Coordinate annotation records:
____________________
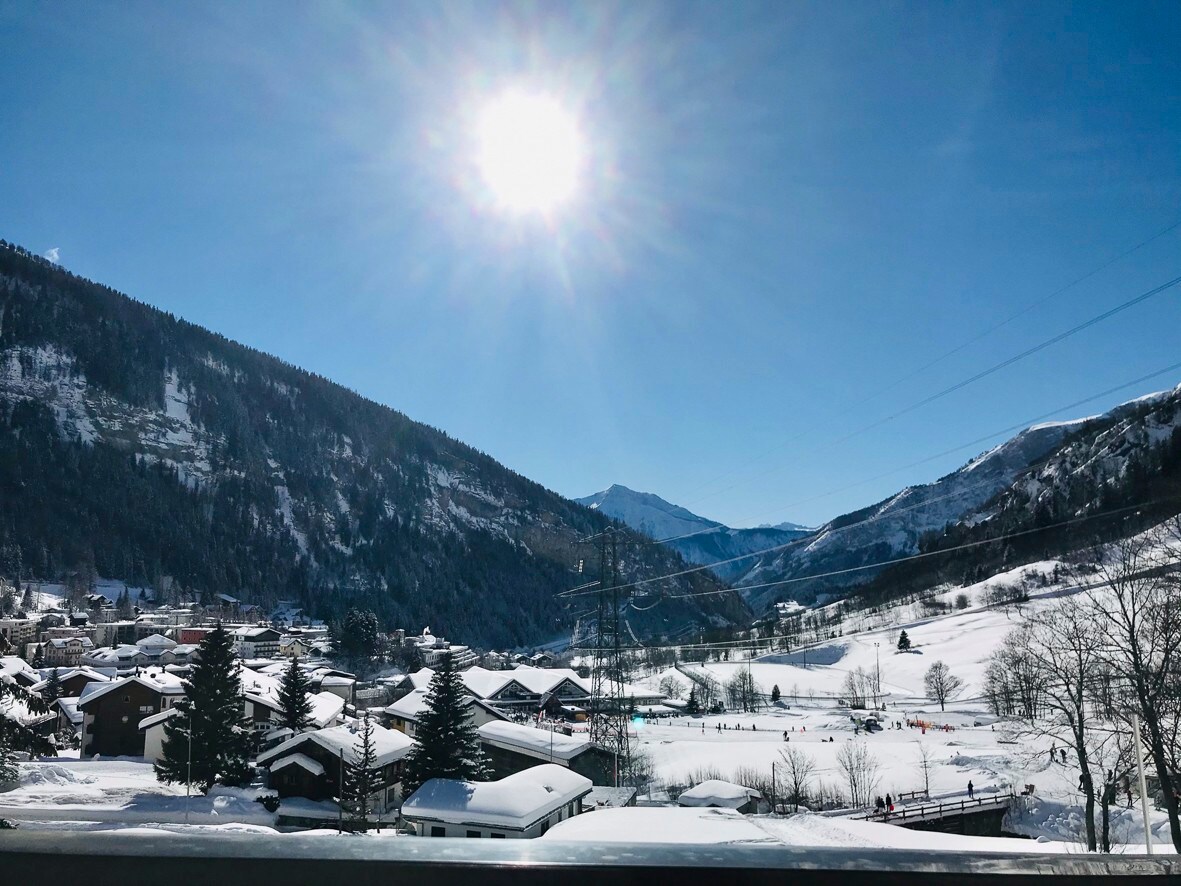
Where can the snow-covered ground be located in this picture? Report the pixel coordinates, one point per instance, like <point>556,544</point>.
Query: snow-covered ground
<point>976,747</point>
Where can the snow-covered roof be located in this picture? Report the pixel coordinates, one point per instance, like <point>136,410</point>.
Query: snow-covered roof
<point>661,825</point>
<point>149,722</point>
<point>69,707</point>
<point>542,743</point>
<point>389,744</point>
<point>718,793</point>
<point>300,760</point>
<point>156,642</point>
<point>515,801</point>
<point>410,705</point>
<point>157,681</point>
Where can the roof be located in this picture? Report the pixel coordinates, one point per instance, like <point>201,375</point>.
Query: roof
<point>156,681</point>
<point>515,801</point>
<point>156,640</point>
<point>149,722</point>
<point>411,705</point>
<point>723,794</point>
<point>542,743</point>
<point>660,825</point>
<point>69,707</point>
<point>300,760</point>
<point>389,744</point>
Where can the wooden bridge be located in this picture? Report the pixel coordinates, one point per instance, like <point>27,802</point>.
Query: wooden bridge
<point>978,815</point>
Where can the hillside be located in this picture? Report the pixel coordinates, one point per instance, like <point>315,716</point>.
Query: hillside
<point>138,447</point>
<point>1046,474</point>
<point>695,538</point>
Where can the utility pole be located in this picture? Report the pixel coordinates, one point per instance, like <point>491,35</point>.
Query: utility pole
<point>608,708</point>
<point>1143,784</point>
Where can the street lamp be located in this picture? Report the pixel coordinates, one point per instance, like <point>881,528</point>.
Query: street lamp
<point>188,777</point>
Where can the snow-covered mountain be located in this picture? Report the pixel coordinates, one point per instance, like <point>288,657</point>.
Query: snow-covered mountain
<point>161,450</point>
<point>697,539</point>
<point>646,513</point>
<point>1044,474</point>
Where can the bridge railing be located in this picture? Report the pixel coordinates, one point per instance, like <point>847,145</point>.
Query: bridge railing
<point>938,809</point>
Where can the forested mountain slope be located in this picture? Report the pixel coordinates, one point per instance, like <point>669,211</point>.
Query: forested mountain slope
<point>137,445</point>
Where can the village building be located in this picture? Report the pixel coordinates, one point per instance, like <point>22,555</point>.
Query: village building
<point>311,764</point>
<point>516,747</point>
<point>404,715</point>
<point>724,795</point>
<point>66,651</point>
<point>113,710</point>
<point>521,806</point>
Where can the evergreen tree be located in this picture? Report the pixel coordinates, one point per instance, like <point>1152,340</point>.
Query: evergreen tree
<point>213,710</point>
<point>52,690</point>
<point>363,776</point>
<point>293,701</point>
<point>447,744</point>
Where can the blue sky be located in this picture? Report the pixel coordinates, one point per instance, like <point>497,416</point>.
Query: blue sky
<point>784,208</point>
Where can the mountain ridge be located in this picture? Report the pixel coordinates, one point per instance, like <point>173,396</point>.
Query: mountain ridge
<point>163,450</point>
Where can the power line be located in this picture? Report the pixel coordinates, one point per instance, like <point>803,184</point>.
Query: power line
<point>952,352</point>
<point>1020,425</point>
<point>931,553</point>
<point>972,379</point>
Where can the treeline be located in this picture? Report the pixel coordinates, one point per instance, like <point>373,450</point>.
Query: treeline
<point>363,522</point>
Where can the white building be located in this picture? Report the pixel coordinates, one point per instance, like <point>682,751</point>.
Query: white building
<point>521,806</point>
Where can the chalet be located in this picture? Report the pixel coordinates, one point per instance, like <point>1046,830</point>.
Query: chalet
<point>72,679</point>
<point>515,747</point>
<point>112,711</point>
<point>724,795</point>
<point>256,642</point>
<point>520,806</point>
<point>404,714</point>
<point>311,764</point>
<point>66,651</point>
<point>19,631</point>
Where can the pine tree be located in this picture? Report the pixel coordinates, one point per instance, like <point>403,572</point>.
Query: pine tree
<point>447,743</point>
<point>52,690</point>
<point>293,701</point>
<point>363,776</point>
<point>213,710</point>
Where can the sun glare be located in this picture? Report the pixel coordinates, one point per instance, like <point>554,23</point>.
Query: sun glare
<point>530,152</point>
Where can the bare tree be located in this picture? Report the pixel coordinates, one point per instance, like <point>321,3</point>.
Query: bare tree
<point>861,772</point>
<point>941,684</point>
<point>800,770</point>
<point>1137,613</point>
<point>672,688</point>
<point>1064,646</point>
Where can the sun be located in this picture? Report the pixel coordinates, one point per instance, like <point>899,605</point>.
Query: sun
<point>530,152</point>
____________________
Reproduce the records verbatim, omitting all images they contain.

Where can the snow-covered ground be located in this picture? Report the pixel coordinates, one point per instance, like <point>556,544</point>.
Query: snow-covered ground
<point>976,747</point>
Where can the snow-covered roof be located in this picture? Report the pixel coordinates, one point per instance, like <point>136,410</point>.
Query: snow-covered roof
<point>661,825</point>
<point>149,722</point>
<point>69,707</point>
<point>542,743</point>
<point>389,744</point>
<point>718,793</point>
<point>300,760</point>
<point>156,642</point>
<point>515,801</point>
<point>410,705</point>
<point>157,681</point>
Where can the roof be located in this picture? Report the pixel coordinates, one point per instance, like <point>201,375</point>.
Query: roof
<point>156,681</point>
<point>515,801</point>
<point>156,640</point>
<point>149,722</point>
<point>411,705</point>
<point>723,794</point>
<point>542,743</point>
<point>660,825</point>
<point>69,707</point>
<point>300,760</point>
<point>389,744</point>
Where can the wooden bridge be located in this picture? Report the pixel coordinates, one point per instance, like <point>27,802</point>.
Query: wooden bridge
<point>978,815</point>
Where can the hillside be located in this picture? Report the pixel coordinates, one point per instance, like <point>315,716</point>.
Query: hillside
<point>138,447</point>
<point>1046,474</point>
<point>695,538</point>
Where can the utility pole be located in this picture? Report the pixel coordinates, one point per instance, like <point>491,35</point>.
Query: utility pole
<point>608,708</point>
<point>1143,784</point>
Where can the street lamp be located in this picture? Report the pixel coordinates, one point per instance, like <point>881,528</point>.
Query: street lamp
<point>188,777</point>
Where can the snow-covered mountain be located in this picture? Report the pixel coordinates, one point per instance, like <point>288,657</point>.
Query: snow-covered mountain
<point>161,450</point>
<point>697,539</point>
<point>646,513</point>
<point>1044,474</point>
Where can the bridge railing be located in this picture? Report the pixel coordinates, one point per instance, like <point>847,145</point>.
Query: bridge railing
<point>938,809</point>
Where can the forested mountain slope be located in this picture? Report the pixel coordinates, one point per instance, like <point>669,211</point>.
Query: forested mountain slope
<point>137,445</point>
Where can the village building be located in this picture? Report the pixel coordinates, one point per instance, like <point>22,555</point>.
Query: village building
<point>311,764</point>
<point>516,747</point>
<point>404,715</point>
<point>724,795</point>
<point>66,651</point>
<point>113,710</point>
<point>521,806</point>
Where can the evergreen tree be located in this picture? Report the pixel coordinates, one point per instance, like <point>1152,340</point>.
Query: evergreen tree
<point>213,710</point>
<point>52,690</point>
<point>363,776</point>
<point>293,701</point>
<point>447,744</point>
Where can the blue sky be located in this picture? Report the pixel coordinates, one point per instance, like <point>497,416</point>.
Query: blue sky
<point>784,208</point>
Where can the mountain ridge be located in this picture? Report the pixel coordinates, one point per instance, like <point>173,396</point>.
Query: mountain ridge
<point>163,450</point>
Where can the power line be located in this picture? Report the pixel coordinates, one point per instance, like <point>803,184</point>.
Query: power line
<point>952,352</point>
<point>1020,425</point>
<point>931,553</point>
<point>972,379</point>
Where can the treeline be located in this picture? Report the pixel coordinates, one point per instance, like <point>373,450</point>.
Query: treeline
<point>363,522</point>
Where can the white building be located in this picture? Report the pixel coordinates, one point per instance, like <point>682,751</point>.
Query: white building
<point>521,806</point>
Where can the chalet be located in this picture? Report the pixel coordinates, one point per instance, like <point>1046,830</point>.
Query: chalet
<point>72,679</point>
<point>515,747</point>
<point>112,711</point>
<point>724,795</point>
<point>256,642</point>
<point>520,806</point>
<point>404,714</point>
<point>311,764</point>
<point>66,651</point>
<point>19,631</point>
Where can the pine tree be located in this picture? Report the pixel coordinates, one point per instance, like <point>403,572</point>.
Query: pine tree
<point>447,743</point>
<point>52,690</point>
<point>293,701</point>
<point>363,776</point>
<point>213,710</point>
Where can the sun glare be located in this picture? Report the pixel coordinates, one point per instance, like <point>554,23</point>.
Query: sun glare
<point>530,152</point>
Where can the bare tree be located in this picture? Report the pixel coordinates, one point per instance, like <point>321,3</point>.
Query: bare tree
<point>861,772</point>
<point>941,684</point>
<point>800,770</point>
<point>1137,613</point>
<point>672,688</point>
<point>1064,646</point>
Where can the sun be located in this picture? Report the pixel coordinates, one point per instance, like <point>899,605</point>.
Query: sun
<point>530,152</point>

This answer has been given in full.